• [AIM A] In the records, from the first line through the line containing "pixel 350 341", shift every pixel coordinate in the answers by adding 138 to it, and write all of those lines out again, requests included. Leave the pictures out of your answer.

• [PASSAGE TO READ]
---------------
Under the current policy, the last entrants to a fishery are the first to leave when a quota is cut.
Colwell said any drastic change to the rules would be unfair and would have a major impact on a fleet with a heavy investment in the fishery.
“Some of these boats are $60 million to $80 million and some of them are relatively new, so it would be a pretty significant impact on the industry overall,” said Colwell.
He said he had also expressed concerns to federal fisheries officials about the composition of the panel, which has three members from Newfoundland and only one from Nova Scotia.
Colwell didn’t reject the notion when asked whether the deck was stacked against his province.
“It’s hard to say,” he said. “I would hope not. We believe that the (federal) minister has the final decision on whatever change, if any change is made.”
The fisheries union in Newfoundland and Labrador has said the policy could spell the end of the shrimp fishery in that province.
---------------
• [PROVIDED DATA]
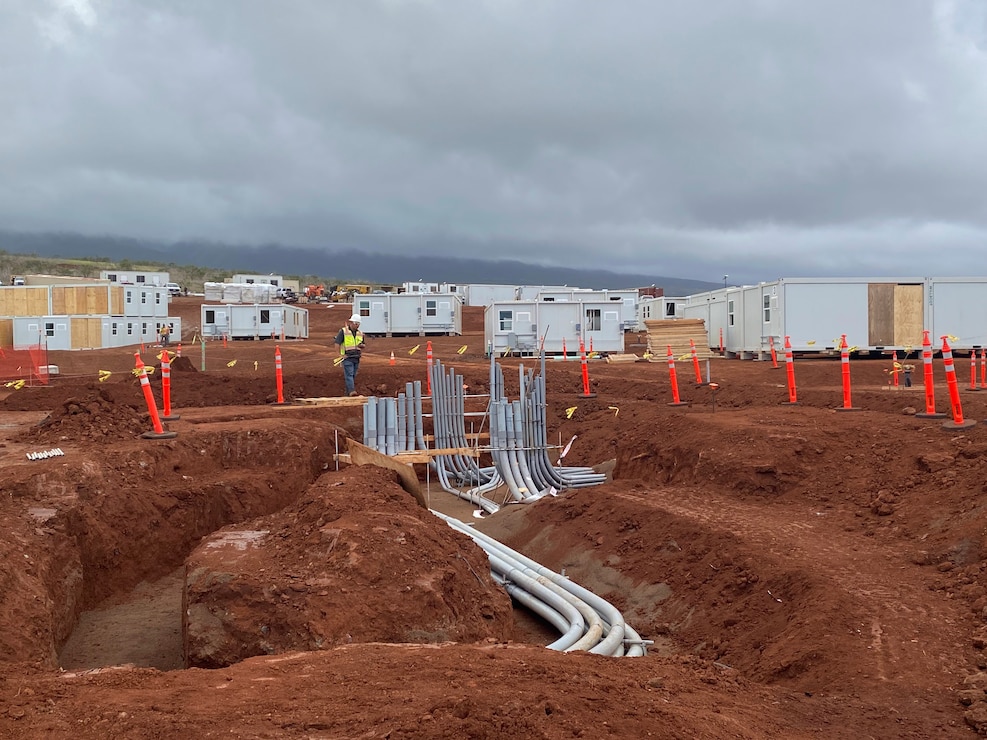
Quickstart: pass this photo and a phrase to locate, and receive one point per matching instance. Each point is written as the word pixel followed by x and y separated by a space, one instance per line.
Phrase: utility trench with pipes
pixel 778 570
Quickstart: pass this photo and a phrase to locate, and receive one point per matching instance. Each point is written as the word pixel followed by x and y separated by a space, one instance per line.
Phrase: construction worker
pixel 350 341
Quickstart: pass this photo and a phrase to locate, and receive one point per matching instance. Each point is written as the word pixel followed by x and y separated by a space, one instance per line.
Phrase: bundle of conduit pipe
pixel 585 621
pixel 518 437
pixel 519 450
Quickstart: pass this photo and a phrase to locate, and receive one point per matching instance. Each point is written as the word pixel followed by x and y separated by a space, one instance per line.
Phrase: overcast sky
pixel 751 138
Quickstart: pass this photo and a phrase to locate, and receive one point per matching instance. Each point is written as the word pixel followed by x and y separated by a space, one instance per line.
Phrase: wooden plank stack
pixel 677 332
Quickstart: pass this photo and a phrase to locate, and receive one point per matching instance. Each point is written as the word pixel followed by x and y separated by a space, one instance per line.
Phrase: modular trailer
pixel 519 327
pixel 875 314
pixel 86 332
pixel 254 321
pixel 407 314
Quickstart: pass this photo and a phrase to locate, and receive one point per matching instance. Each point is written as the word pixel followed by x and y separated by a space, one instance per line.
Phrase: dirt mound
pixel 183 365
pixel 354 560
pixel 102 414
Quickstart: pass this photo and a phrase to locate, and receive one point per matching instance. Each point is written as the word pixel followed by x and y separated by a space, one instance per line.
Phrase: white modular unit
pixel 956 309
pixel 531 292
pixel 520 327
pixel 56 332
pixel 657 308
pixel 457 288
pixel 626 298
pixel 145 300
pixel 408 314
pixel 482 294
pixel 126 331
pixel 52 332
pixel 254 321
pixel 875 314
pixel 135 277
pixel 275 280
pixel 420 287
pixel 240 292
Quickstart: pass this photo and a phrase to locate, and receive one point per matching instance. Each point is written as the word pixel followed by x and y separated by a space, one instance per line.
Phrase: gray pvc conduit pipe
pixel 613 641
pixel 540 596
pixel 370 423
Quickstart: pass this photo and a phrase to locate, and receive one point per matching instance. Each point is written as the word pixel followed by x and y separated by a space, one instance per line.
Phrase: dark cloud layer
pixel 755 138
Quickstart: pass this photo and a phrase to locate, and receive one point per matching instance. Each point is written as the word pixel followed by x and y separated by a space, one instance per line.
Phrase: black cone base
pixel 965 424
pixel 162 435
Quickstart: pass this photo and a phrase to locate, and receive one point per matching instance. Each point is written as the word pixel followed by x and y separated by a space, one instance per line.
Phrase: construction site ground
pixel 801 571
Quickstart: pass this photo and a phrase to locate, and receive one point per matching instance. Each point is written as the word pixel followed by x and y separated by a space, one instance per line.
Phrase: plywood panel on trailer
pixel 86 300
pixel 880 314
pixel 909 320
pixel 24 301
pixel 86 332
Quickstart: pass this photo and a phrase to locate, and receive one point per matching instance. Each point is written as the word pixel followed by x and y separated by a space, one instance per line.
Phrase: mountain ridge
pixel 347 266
---------------
• [AIM B] Carry on the text about the shrimp fishery quota policy from where it stops.

• [OUTPUT A]
Quickstart: pass this photo and a phrase to locate, and receive one point per matching instance. Each point is written as the word pixel followed by x and y separated by a space, one instance per line.
Phrase: utility trench with pipes
pixel 916 708
Quickstart: pass this photo and a phrase to locate, and receive one point per matching instance. Each point is written as the word pixel followed by x and y separated by a space, one instance per line.
Phrase: construction worker
pixel 488 479

• [OUTPUT B]
The Fish, Food and Allied Workers Union says smaller inshore trawlers in the province are bearing almost all of the burden of cuts in the shrimp quota, and is urging Ottawa to make changes.
Colwell said because the stocks are depleted it’s clear that something has to change, although he believes that can be done to everyone’s satisfaction within the existing agreement.
“Last-In, First-Out was a good approach – it has worked for a long time. Now that the stocks are reducing they want to review it again and hopefully it will be positive for Nova Scotia when they are done.”